YOUR GOAL —
The records below need to be repeated exactly, with every picture left out.

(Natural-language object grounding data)

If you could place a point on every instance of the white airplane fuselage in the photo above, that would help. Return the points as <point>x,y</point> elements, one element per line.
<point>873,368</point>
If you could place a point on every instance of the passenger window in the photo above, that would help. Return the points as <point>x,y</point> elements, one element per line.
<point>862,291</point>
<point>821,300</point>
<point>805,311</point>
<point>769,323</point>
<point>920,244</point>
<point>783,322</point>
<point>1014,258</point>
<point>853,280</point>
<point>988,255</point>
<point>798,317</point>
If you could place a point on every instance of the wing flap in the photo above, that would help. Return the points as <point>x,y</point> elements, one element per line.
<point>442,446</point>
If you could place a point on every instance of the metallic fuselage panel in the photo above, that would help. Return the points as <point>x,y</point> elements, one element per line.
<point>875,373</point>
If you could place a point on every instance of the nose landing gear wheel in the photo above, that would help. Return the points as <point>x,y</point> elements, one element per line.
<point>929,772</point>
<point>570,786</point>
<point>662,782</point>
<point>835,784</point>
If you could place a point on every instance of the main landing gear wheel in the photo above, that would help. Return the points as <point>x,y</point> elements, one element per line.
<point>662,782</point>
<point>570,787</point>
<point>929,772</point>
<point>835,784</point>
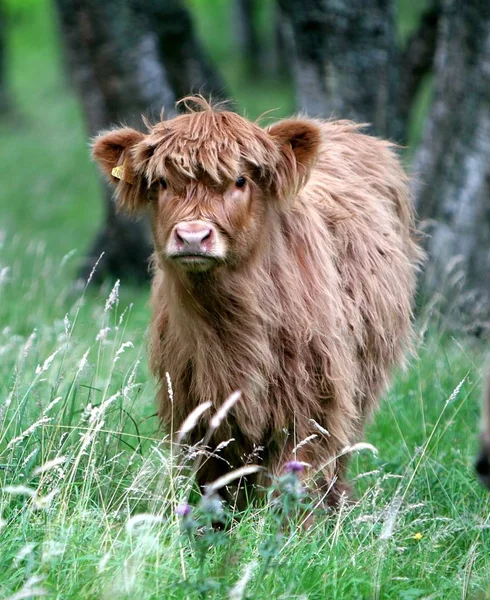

THE ANSWER —
If you could place a point on every instance of the white airplane fuselage in the photo above, that would help. Return the points as <point>x,y</point> elements, one element per line.
<point>873,368</point>
If you could place a point on every instance of the passenger window in the photo above, that would help. Return the points as <point>x,y</point> elements, one element per line.
<point>862,291</point>
<point>821,300</point>
<point>805,311</point>
<point>769,323</point>
<point>920,244</point>
<point>783,322</point>
<point>1014,258</point>
<point>853,280</point>
<point>988,255</point>
<point>798,317</point>
If you could place a point on every instance of the wing flap in the photo above, that would help. Return the points as <point>x,y</point> elements, one element per line.
<point>442,446</point>
If you could place a point on every instance of the metallic fuselage panel in the photo above, that would help. Return the points as <point>x,y</point> elements, one element per line.
<point>875,373</point>
If you could place a point on every instance of the nose landing gear wheel in the photo above, that would help. Return the points as <point>x,y</point> elements, one element per line.
<point>929,772</point>
<point>570,786</point>
<point>662,782</point>
<point>835,784</point>
If you could place a point on every instance of the main landing gear wheel in the photo above, that would help. Return the points as <point>x,y</point> elements, one element per line.
<point>662,782</point>
<point>570,787</point>
<point>929,772</point>
<point>835,784</point>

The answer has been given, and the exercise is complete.